| PROBLEM REQUIREMENTS |
Switch every "occluded" in the lines below to "partly hidden" and write the lines out again with nothing else altered.
* * * * * * * * *
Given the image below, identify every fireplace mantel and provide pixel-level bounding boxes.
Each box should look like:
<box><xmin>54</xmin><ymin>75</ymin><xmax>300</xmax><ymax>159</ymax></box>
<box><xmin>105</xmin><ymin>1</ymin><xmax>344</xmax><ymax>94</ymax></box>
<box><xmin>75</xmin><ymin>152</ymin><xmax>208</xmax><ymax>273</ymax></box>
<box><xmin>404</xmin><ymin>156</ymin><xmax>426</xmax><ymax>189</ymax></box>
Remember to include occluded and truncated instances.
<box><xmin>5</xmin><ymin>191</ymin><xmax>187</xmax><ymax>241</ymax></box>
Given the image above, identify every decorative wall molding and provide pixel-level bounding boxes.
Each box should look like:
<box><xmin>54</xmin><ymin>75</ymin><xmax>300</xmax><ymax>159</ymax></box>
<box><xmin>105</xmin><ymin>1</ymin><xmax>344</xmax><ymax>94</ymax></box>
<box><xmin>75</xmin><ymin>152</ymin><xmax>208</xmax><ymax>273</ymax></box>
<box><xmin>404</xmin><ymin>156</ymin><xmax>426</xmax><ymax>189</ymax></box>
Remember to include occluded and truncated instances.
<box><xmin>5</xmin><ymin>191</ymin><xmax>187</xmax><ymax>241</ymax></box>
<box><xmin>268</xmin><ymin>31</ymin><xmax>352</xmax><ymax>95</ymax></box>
* * * * * * * * *
| FULL RESPONSE |
Given the image below, identify every fireplace mantel and provide pixel-level bounding boxes.
Each box should look like:
<box><xmin>54</xmin><ymin>75</ymin><xmax>300</xmax><ymax>159</ymax></box>
<box><xmin>105</xmin><ymin>1</ymin><xmax>344</xmax><ymax>94</ymax></box>
<box><xmin>75</xmin><ymin>152</ymin><xmax>208</xmax><ymax>273</ymax></box>
<box><xmin>404</xmin><ymin>156</ymin><xmax>426</xmax><ymax>189</ymax></box>
Remember to include partly hidden and truncated instances.
<box><xmin>5</xmin><ymin>191</ymin><xmax>187</xmax><ymax>241</ymax></box>
Given the image above, identify every decorative wall molding and provide pixel-level bounding boxes.
Each box should look like:
<box><xmin>54</xmin><ymin>75</ymin><xmax>300</xmax><ymax>159</ymax></box>
<box><xmin>105</xmin><ymin>1</ymin><xmax>344</xmax><ymax>94</ymax></box>
<box><xmin>75</xmin><ymin>152</ymin><xmax>208</xmax><ymax>273</ymax></box>
<box><xmin>404</xmin><ymin>156</ymin><xmax>426</xmax><ymax>189</ymax></box>
Remember to include partly hidden and truncated instances.
<box><xmin>5</xmin><ymin>191</ymin><xmax>187</xmax><ymax>241</ymax></box>
<box><xmin>268</xmin><ymin>31</ymin><xmax>352</xmax><ymax>95</ymax></box>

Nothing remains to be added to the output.